WHAT THE TASK REQUIRES: Reproduce the data below word for word, omitting the pictures.

§ §

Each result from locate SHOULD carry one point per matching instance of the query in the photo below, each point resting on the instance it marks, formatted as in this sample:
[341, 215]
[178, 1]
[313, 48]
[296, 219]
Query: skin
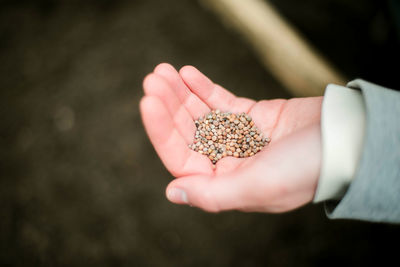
[281, 177]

§ §

CORRECT RESULT:
Each result from locate SHOULD carry one point per matching instance of the query in the photo below, each point resting on the instance it marks, formatted as in this sample:
[341, 215]
[178, 1]
[313, 48]
[296, 219]
Query: skin
[281, 177]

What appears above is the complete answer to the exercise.